**Stated goal 1**
Answer these questions about the article on emotional support animals and renters:
(a) Who wrote the article, and what position does that person hold?
(b) According to the article, what has sprung up online to supply individuals with the required legal verification?
(c) What kind of services does the article say can provide the necessary verification and eliminate most fraudulent activity?

**Article**
>> begin

Emotional Support Animals and Renters – Are Your Pet Policies Actually Contributing to Fraudulent Requests?

Emotional Support Animals and Renters – Are Your Pet Policies Actually Contributing to Fraudulent Requests?

Written by Judy Bellack, Industry Principal, Pet-Inclusive Housing, Michelson Found Animals

October, 24, 2022

It’s no secret that Emotional Support Animal (ESA) accommodation requests are on the rise in the multifamily housing industry. And due to a lack of clarity in the laws, there are loopholes for bad actors to take advantage of the system; not to mention an entire online cottage industry that has sprung up to provide individuals with the required legal verification without much actual verification of the disability necessitating an ESA.

Let’s be clear . . . housing operators are required to accommodate legitimate ESA requests at your properties regardless of restrictions and without pet fees; refusal to do so will put your company at risk of fair housing violations and the commensurate fines or lawsuits that come with those violations. Fortunately, there are also pet screening services that can provide the necessary verification and eliminate most fraudulent activity.

>> end

[Dataset entries]
>> begin

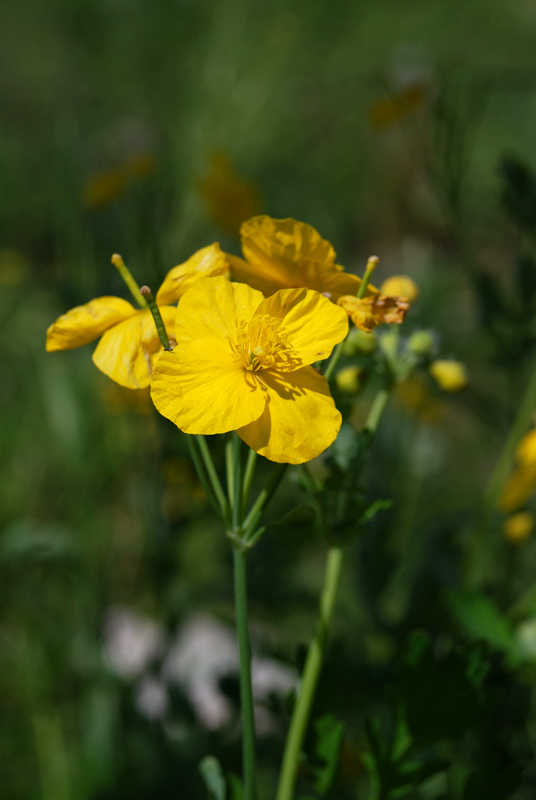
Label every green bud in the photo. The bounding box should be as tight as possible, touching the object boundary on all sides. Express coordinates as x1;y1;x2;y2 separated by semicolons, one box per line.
343;328;378;357
408;331;435;356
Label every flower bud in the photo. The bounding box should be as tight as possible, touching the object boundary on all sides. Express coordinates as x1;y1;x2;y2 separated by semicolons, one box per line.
343;328;378;356
408;331;435;356
430;361;467;392
503;511;535;544
380;275;419;303
335;366;361;394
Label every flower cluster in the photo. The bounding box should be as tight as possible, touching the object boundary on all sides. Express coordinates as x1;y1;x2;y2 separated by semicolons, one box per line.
46;216;417;464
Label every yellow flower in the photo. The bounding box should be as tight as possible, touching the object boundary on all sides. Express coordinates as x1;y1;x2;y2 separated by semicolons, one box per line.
430;360;467;392
46;244;229;389
151;278;348;464
228;215;379;303
335;365;362;394
503;511;534;544
380;275;419;305
370;84;425;128
337;294;409;333
499;428;536;511
198;152;260;236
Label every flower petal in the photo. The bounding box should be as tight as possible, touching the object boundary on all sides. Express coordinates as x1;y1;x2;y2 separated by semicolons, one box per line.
46;297;136;352
156;242;230;305
256;289;348;370
240;214;335;269
93;306;177;389
151;277;266;434
237;367;342;464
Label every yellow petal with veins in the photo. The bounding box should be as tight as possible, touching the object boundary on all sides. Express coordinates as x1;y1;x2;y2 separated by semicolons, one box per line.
156;242;230;305
93;306;176;389
237;367;342;464
256;289;348;371
46;297;136;352
151;277;266;434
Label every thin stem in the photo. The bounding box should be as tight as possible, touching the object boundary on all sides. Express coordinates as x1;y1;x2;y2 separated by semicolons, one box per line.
186;434;221;517
276;547;343;800
242;450;257;514
112;253;147;308
324;339;346;381
140;286;171;350
324;256;378;381
233;431;244;532
225;434;235;511
242;464;288;539
233;546;256;800
196;434;229;516
276;388;389;800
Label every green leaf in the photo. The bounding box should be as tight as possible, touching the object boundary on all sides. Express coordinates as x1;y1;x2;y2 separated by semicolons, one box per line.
449;593;522;667
227;772;244;800
360;500;393;525
199;756;227;800
313;714;345;794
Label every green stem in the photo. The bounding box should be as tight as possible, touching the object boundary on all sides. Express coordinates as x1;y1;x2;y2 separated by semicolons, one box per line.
276;388;389;800
324;256;378;381
276;547;343;800
225;434;235;511
324;339;346;381
233;431;244;532
242;464;288;541
196;435;229;516
186;434;221;517
112;253;147;308
242;450;257;514
140;286;171;350
233;546;256;800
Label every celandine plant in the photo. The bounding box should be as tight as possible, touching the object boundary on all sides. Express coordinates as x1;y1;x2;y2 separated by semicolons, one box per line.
47;216;456;800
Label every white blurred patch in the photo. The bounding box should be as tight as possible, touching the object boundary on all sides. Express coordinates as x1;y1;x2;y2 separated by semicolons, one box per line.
162;615;298;735
104;606;165;679
134;677;169;722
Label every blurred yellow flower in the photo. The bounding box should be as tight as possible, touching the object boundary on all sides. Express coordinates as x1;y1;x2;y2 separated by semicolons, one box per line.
335;365;362;394
499;428;536;511
228;215;372;303
151;278;348;464
82;153;156;209
198;152;260;236
370;84;426;128
380;275;419;305
430;360;467;392
503;511;535;544
46;244;229;389
337;294;409;333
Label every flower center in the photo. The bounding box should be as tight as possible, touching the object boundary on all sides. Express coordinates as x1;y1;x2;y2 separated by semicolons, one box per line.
229;314;299;372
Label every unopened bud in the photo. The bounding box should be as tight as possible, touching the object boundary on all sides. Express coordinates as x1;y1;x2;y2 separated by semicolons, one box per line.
380;275;419;303
335;366;361;394
430;361;467;392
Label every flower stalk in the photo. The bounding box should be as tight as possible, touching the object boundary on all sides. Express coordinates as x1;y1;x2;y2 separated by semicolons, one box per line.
276;388;389;800
140;286;171;350
112;253;147;308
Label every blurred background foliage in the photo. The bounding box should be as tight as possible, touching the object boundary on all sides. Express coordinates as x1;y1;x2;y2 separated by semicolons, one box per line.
5;0;536;800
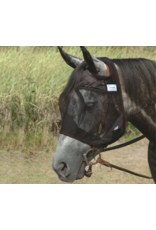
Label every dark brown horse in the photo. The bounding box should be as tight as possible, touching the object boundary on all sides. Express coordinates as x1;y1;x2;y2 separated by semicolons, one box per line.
53;47;156;183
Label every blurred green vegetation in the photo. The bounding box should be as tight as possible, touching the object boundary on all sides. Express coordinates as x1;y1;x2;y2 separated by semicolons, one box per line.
0;46;156;149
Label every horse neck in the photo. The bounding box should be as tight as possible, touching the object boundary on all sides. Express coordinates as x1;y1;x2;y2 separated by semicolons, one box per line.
117;63;156;141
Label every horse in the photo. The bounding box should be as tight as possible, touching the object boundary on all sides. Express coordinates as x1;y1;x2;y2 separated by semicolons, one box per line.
52;46;156;183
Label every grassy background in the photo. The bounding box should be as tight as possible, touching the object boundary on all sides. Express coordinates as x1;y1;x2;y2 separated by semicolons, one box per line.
0;46;156;149
0;46;156;183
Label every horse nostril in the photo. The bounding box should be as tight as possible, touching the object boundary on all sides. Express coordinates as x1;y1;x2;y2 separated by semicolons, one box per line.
59;162;67;171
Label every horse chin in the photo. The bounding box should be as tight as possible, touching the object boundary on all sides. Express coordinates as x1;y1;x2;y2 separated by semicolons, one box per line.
76;162;86;180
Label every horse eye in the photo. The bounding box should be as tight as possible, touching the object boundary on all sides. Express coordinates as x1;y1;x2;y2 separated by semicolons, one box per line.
86;102;94;108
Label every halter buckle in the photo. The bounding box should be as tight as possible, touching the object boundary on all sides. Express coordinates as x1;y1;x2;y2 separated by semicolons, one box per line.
83;153;89;165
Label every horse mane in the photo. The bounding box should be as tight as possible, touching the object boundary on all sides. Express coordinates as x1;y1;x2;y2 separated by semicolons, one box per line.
112;58;156;104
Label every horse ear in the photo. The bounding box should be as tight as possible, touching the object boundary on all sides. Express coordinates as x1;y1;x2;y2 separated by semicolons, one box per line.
58;46;83;69
80;46;107;75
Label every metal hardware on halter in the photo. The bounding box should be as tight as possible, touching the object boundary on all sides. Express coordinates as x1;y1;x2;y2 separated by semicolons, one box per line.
83;153;89;165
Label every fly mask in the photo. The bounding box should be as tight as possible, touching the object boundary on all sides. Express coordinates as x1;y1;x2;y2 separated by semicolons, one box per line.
60;58;126;148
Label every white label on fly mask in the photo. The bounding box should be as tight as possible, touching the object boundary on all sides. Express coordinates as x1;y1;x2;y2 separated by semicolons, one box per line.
107;85;117;92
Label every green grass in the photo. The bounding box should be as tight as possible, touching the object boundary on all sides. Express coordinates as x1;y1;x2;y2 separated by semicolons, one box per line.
0;46;156;149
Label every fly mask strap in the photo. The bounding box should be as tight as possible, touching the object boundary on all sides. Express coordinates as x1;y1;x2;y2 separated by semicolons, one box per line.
97;65;110;136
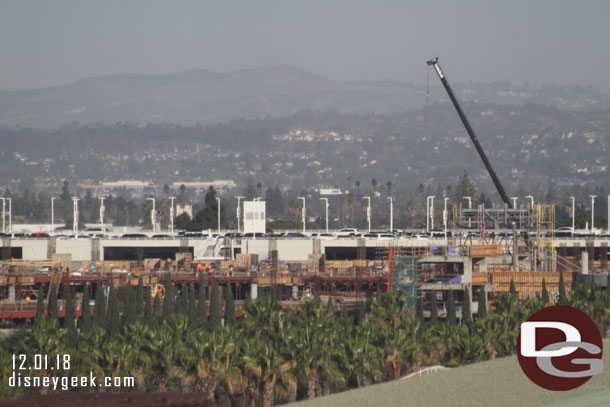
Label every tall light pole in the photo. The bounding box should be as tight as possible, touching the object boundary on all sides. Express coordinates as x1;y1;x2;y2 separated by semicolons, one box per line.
0;198;6;233
299;196;307;233
169;196;176;233
570;196;576;233
388;196;394;233
51;196;55;233
426;196;434;232
235;196;244;233
216;197;220;234
146;198;157;233
525;195;534;226
430;196;436;230
443;198;449;244
362;196;371;233
462;196;472;229
589;195;597;232
320;198;328;233
100;197;106;233
6;198;13;233
72;196;80;239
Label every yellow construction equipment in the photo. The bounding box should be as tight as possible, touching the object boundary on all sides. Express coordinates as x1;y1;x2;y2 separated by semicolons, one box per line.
150;284;165;299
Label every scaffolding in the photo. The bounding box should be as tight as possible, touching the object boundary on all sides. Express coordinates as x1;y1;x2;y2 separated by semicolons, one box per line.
530;204;557;272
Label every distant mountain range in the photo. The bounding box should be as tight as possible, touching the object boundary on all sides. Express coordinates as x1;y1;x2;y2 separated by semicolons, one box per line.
0;65;610;129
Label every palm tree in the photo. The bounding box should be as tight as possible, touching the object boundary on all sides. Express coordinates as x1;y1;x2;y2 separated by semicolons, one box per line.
243;339;296;407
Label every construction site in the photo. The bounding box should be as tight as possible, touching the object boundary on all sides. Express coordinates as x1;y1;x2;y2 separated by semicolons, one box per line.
0;58;610;327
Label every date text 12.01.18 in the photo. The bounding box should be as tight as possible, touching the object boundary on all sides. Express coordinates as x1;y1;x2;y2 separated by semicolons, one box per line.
13;354;70;370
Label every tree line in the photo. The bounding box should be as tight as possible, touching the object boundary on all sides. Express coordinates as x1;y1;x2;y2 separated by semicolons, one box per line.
0;276;610;406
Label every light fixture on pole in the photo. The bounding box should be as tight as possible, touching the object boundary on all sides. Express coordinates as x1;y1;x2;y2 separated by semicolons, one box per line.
72;196;80;239
169;196;176;233
570;196;576;233
428;196;436;230
146;198;157;233
235;196;244;233
589;195;597;232
388;196;394;233
100;196;106;233
525;195;534;226
6;198;13;233
299;196;306;233
0;198;6;233
426;196;432;232
51;196;55;233
362;196;371;233
216;197;220;234
320;198;328;233
443;198;449;244
462;196;472;228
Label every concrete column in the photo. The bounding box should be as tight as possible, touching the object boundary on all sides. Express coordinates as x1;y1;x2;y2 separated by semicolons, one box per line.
312;239;322;254
587;240;595;270
513;222;519;272
292;285;299;299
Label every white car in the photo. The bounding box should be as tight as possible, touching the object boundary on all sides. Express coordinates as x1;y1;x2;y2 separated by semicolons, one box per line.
333;228;358;237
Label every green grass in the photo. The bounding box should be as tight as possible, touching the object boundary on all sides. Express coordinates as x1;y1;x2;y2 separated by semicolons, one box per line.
295;339;610;407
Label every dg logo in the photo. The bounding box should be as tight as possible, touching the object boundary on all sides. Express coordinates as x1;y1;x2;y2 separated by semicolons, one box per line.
517;305;604;391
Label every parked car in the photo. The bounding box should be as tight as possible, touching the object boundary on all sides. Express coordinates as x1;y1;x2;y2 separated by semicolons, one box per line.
334;228;358;237
284;232;308;239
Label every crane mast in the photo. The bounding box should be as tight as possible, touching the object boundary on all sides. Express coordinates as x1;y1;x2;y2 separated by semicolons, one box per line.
427;58;513;209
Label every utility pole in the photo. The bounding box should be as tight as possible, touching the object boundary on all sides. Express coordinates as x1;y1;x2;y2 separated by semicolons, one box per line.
169;196;176;234
388;196;394;233
236;196;244;233
320;198;328;233
362;196;371;233
100;197;106;233
51;196;55;233
72;196;80;239
299;196;306;233
216;197;220;234
146;198;157;233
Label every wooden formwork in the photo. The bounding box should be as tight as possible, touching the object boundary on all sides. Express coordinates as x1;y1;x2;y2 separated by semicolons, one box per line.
489;271;573;294
467;244;504;257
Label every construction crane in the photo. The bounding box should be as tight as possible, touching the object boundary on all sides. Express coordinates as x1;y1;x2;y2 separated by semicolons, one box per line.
427;57;513;209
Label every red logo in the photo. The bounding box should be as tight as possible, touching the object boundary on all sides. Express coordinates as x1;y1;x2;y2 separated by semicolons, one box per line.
517;305;603;391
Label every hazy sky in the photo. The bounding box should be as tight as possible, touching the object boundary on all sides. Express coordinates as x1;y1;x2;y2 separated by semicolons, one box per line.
0;0;610;93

>> end

**Stated goal 2**
Revise the records between the line holding "Label every date" and the line holding "13;354;70;370", inclusive, replacing "date text" with "date stamp" and leaving everything else unchanged.

**Response 1**
(a) Judy Bellack, Industry Principal, Pet-Inclusive Housing, Michelson Found Animals.
(b) An entire online cottage industry, which provides the verification without much actual verification of the disability that necessitates an ESA.
(c) Pet screening services.

**Response 2**
Label every date stamp 12.01.18 in the photo. The bounding box should be as tight as possible, touching the object boundary on all sides. Express coordinates as x1;y1;x2;y2 separated by semicolons, one box per line.
13;354;70;370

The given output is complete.